[start of Supplied records]

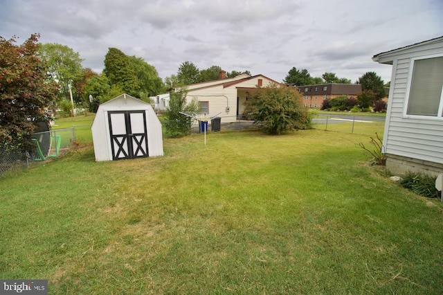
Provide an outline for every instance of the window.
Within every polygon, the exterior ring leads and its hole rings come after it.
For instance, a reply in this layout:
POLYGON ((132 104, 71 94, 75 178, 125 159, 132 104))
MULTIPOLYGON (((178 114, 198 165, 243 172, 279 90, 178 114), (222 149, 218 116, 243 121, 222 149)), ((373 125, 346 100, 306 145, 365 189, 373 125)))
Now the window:
POLYGON ((443 56, 413 59, 407 115, 443 116, 443 56))
POLYGON ((208 101, 199 101, 200 105, 200 114, 209 114, 209 102, 208 101))

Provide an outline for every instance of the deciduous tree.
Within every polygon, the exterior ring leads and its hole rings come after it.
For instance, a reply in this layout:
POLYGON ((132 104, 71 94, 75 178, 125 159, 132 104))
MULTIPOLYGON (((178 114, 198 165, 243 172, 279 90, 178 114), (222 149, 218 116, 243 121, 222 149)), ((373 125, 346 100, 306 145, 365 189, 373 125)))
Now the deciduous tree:
POLYGON ((37 54, 39 37, 16 45, 0 37, 0 148, 30 148, 33 120, 47 119, 45 108, 55 98, 57 84, 37 54))
POLYGON ((366 72, 359 78, 363 92, 370 91, 374 100, 379 100, 386 96, 383 80, 375 72, 366 72))
POLYGON ((59 100, 70 99, 69 84, 71 83, 74 99, 81 101, 82 93, 77 93, 74 87, 81 79, 83 60, 80 54, 65 45, 46 43, 40 45, 39 55, 46 62, 49 72, 58 83, 59 100))
POLYGON ((128 58, 138 80, 140 98, 161 93, 164 90, 163 84, 156 68, 141 57, 130 56, 128 58))
POLYGON ((228 78, 233 78, 242 74, 246 74, 251 75, 251 72, 249 71, 244 71, 242 72, 239 72, 238 71, 233 71, 231 72, 226 73, 226 77, 228 78))
POLYGON ((200 71, 199 82, 213 81, 219 78, 219 74, 222 68, 219 66, 212 66, 208 69, 200 71))
POLYGON ((183 62, 180 64, 177 72, 179 81, 184 85, 197 83, 199 82, 200 71, 191 62, 183 62))
POLYGON ((299 71, 294 66, 289 70, 283 82, 293 86, 309 85, 312 84, 312 77, 306 69, 299 71))
MULTIPOLYGON (((109 48, 105 56, 103 73, 110 85, 118 85, 124 92, 138 96, 140 91, 138 80, 127 55, 116 48, 109 48)), ((121 94, 121 93, 120 93, 121 94)))

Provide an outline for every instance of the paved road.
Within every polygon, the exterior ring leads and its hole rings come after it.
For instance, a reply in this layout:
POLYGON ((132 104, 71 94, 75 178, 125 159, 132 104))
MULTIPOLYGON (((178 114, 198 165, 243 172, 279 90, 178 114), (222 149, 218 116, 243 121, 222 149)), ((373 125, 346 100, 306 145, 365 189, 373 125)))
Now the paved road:
POLYGON ((336 124, 347 122, 384 122, 384 117, 372 117, 369 116, 346 116, 346 115, 318 115, 314 119, 314 124, 336 124))

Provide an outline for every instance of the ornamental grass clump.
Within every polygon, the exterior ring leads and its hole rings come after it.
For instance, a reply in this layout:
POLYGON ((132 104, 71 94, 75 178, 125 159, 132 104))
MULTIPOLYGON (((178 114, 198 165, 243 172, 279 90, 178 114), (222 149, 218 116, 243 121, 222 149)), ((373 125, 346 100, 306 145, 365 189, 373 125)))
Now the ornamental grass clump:
POLYGON ((438 198, 435 178, 424 173, 408 172, 400 181, 400 185, 409 190, 428 198, 438 198))

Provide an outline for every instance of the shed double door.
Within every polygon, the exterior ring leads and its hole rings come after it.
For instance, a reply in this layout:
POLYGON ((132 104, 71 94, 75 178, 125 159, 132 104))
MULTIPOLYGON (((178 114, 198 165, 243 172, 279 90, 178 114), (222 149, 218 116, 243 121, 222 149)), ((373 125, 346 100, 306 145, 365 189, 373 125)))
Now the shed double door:
POLYGON ((148 157, 145 111, 108 112, 112 159, 148 157))

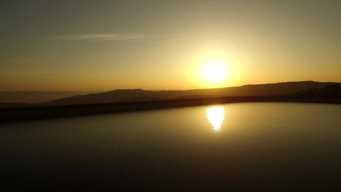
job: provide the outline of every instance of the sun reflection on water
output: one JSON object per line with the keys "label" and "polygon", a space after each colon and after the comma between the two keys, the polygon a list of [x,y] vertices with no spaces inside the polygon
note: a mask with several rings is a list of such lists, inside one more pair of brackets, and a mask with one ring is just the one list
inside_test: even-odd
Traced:
{"label": "sun reflection on water", "polygon": [[213,131],[216,133],[221,132],[221,124],[224,120],[224,108],[213,107],[206,109],[207,119],[212,125]]}

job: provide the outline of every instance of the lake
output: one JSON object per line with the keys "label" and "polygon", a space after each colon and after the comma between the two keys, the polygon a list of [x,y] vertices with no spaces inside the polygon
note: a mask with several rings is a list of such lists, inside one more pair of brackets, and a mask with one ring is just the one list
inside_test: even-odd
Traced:
{"label": "lake", "polygon": [[[341,187],[341,105],[245,103],[0,124],[12,191]],[[328,190],[327,190],[327,189]]]}

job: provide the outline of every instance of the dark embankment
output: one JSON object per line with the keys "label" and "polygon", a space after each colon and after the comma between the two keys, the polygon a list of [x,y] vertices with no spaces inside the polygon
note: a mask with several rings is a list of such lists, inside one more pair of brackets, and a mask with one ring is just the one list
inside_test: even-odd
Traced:
{"label": "dark embankment", "polygon": [[300,96],[224,97],[205,99],[141,101],[0,109],[0,122],[30,120],[237,102],[306,102],[341,104],[341,97]]}

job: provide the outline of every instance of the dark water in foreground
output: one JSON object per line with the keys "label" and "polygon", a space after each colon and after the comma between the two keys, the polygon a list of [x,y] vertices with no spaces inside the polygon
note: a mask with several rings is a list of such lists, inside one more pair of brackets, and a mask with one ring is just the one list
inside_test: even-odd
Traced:
{"label": "dark water in foreground", "polygon": [[228,104],[2,124],[0,182],[25,191],[336,191],[341,147],[341,105],[331,104]]}

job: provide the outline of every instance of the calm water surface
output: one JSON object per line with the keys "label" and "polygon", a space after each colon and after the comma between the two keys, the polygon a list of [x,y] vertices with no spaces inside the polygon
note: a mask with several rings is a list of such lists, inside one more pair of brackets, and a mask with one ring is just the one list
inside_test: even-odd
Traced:
{"label": "calm water surface", "polygon": [[[326,191],[341,105],[223,104],[0,124],[13,191]],[[327,190],[328,191],[328,190]]]}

[end of Supplied records]

Reproduce the lines from the start of the records through the line containing "POLYGON ((208 101, 199", keeping both ends. Leave the pictures out of your answer.

Provide an outline for every instance of the window.
Within every polygon, the exterior ring leads and its hole rings come after it.
For instance, a reply in this layout:
POLYGON ((132 104, 71 94, 75 178, 125 159, 132 104))
MULTIPOLYGON (((178 114, 198 165, 243 172, 279 90, 178 114), (222 149, 218 116, 243 121, 222 149)), ((373 125, 346 100, 306 145, 365 189, 373 125)))
Now the window:
POLYGON ((443 56, 413 59, 407 115, 443 116, 443 56))
POLYGON ((208 101, 199 101, 200 105, 200 114, 209 114, 209 102, 208 101))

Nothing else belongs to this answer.